*PAGE EXTRACT:*
“Joule–Thomson effect”的概念、定义、翻译、参考文献-科学参考

Joule–Thomson effect

Physics

The change in temperature that occurs when a gas expands through a porous plug into a region of lower pressure. For most real gases the temperature falls under these circumstances as the gas has to do internal work in overcoming the intermolecular forces to enable the expansion to take place. This is a deviation from Joule’s law. There is usually also a deviation from Boyle’s law, which can cause either a rise or a fall in temperature since any increase in the product of pressure and volume is a measure of external work done. At a given pressure, there is a particular temperature, called the inversion temperature of the gas, at which the rise in temperature from the Boyle’s law deviation is balanced by the fall from the Joule’s law deviation. There is then no temperature change. Above the inversion temperature the gas is heated by expansion, below it, it is cooled. The effect was discovered by James Joule working in collaboration with William Thomson (later Lord Kelvin).

Chemistry

The change in temperature that occurs when a gas expands through a porous plug into a region of lower pressure. For most real gases the temperature falls under these circumstances as the gas has to do internal work in overcoming the intermolecular forces to enable the expansion to take place. This is a deviation from Joule’s law. There is usually also a deviation from Boyle’s law, which can cause either a rise or a fall in temperature since any increase in the product of pressure and volume is a measure of external work done. At a given pressure, there is a particular temperature, called the inversion temperature of the gas, at which the rise in temperature from the Boyle’s law deviation is balanced by the fall from the Joule’s law deviation. There is then no temperature change. Above the inversion temperature the gas is heated by expansion, and below it, it is cooled. The effect was discovered by James Prescott Joule working in collaboration with William Thomson (later Lord Kelvin) in 1852.

Rows from a box labeling dataset
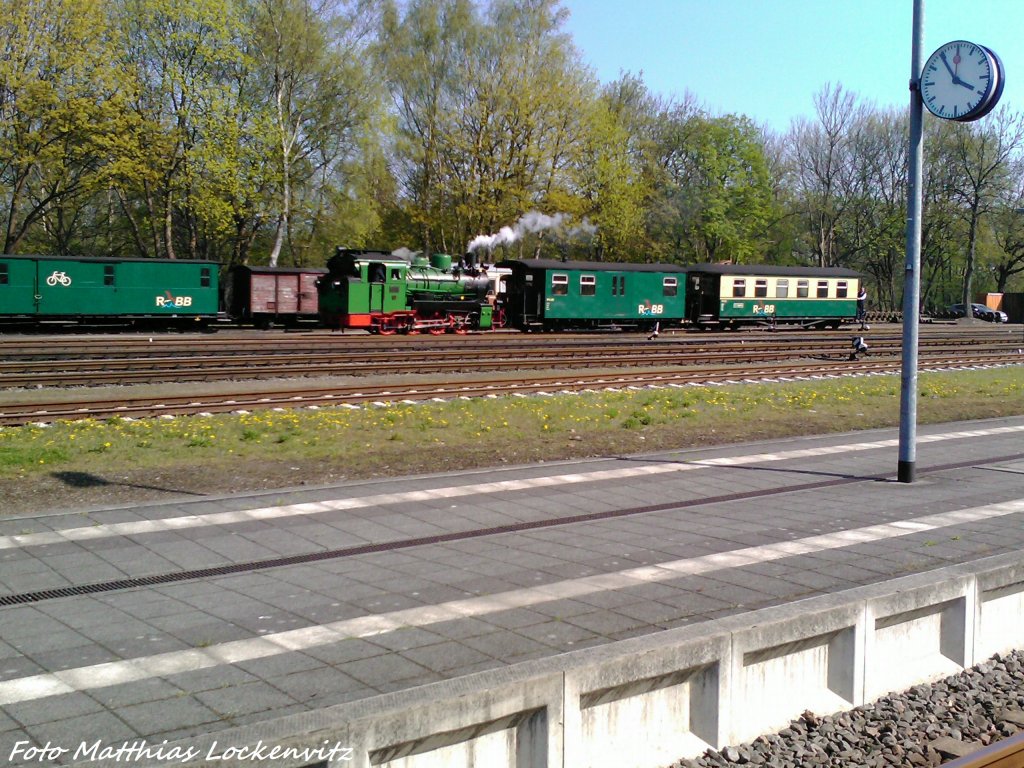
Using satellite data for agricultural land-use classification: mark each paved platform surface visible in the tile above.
[0,418,1024,765]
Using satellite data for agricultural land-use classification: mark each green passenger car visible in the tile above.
[0,256,220,322]
[498,259,686,331]
[686,264,862,328]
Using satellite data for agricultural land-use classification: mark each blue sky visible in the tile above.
[562,0,1024,132]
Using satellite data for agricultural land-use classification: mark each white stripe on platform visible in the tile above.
[0,499,1024,706]
[6,425,1024,550]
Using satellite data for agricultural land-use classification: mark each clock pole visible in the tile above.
[896,0,925,482]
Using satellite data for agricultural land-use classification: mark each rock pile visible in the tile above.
[673,651,1024,768]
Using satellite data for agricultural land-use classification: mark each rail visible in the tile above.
[942,733,1024,768]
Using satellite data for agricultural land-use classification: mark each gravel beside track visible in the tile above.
[673,651,1024,768]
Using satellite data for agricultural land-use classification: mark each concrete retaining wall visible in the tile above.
[91,555,1024,768]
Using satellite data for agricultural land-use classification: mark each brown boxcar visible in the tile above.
[224,266,327,328]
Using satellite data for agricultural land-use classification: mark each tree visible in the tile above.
[663,115,772,263]
[247,0,376,266]
[790,84,864,266]
[0,0,129,253]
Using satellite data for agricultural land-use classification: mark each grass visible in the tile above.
[0,367,1024,481]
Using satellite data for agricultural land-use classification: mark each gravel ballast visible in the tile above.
[672,651,1024,768]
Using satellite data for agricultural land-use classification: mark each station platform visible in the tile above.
[0,418,1024,768]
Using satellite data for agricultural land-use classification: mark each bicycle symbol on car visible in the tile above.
[46,270,71,288]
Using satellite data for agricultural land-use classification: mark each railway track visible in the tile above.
[0,333,1022,389]
[0,352,1022,425]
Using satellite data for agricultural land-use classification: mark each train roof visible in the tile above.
[495,259,686,272]
[231,264,327,274]
[0,253,220,266]
[685,264,863,278]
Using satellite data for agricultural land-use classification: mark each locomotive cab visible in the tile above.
[317,248,409,329]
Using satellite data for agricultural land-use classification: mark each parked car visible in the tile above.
[946,304,1007,323]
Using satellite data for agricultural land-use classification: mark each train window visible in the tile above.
[551,274,569,296]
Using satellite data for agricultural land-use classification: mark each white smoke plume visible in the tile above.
[466,211,597,253]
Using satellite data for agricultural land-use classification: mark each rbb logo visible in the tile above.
[637,301,665,315]
[157,291,191,309]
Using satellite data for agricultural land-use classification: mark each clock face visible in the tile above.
[921,40,1002,121]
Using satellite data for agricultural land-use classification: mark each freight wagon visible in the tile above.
[0,255,219,327]
[224,266,327,329]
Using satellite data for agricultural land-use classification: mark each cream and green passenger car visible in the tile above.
[686,264,863,329]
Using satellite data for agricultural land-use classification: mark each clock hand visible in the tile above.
[939,51,958,78]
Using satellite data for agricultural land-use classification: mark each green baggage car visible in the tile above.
[498,259,686,331]
[0,256,220,326]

*PROBLEMS:*
A: In the entry on the Joule–Thomson effect, what happens to a gas that expands above its inversion temperature?
B: Write a continuation of the entry on the Joule–Thomson effect, starting after its final sentence.

*EXPECTED RESULTS:*
A: It is heated by the expansion.

B:
Chemical Engineering

The cooling that results when a highly compressed gas is allowed to expand adiabatically into a region of low pressure such that no work is done. The cooling effect occurs because as the molecules of the real gas separate during expansion, internal work is done in overcoming the attractive forces between them. A perfect gas, with no attractive forces between the molecules, shows no Joule–Thomson effect. The Joule–Thomson effect is more marked at lower temperatures and was used in the Linde process for the liquefaction of air. The phenomenon was discovered by James Joule working with William Thomson (later Lord Kelvin). Hydrogen is anomalous to the Joule–Thomson effect, by showing a rise in temperature at ambient temperature. This effect continues down to 193 K whereupon it cools under expansion. This is called the inversion temperature. Hydrogen was liquefied by Dewar in 1898, who cooled the gas below the inversion temperature by liquid air, and then used the principle of the Linde process. Helium, like hydrogen, is also anomalous, with an inversion temperature of 33 K.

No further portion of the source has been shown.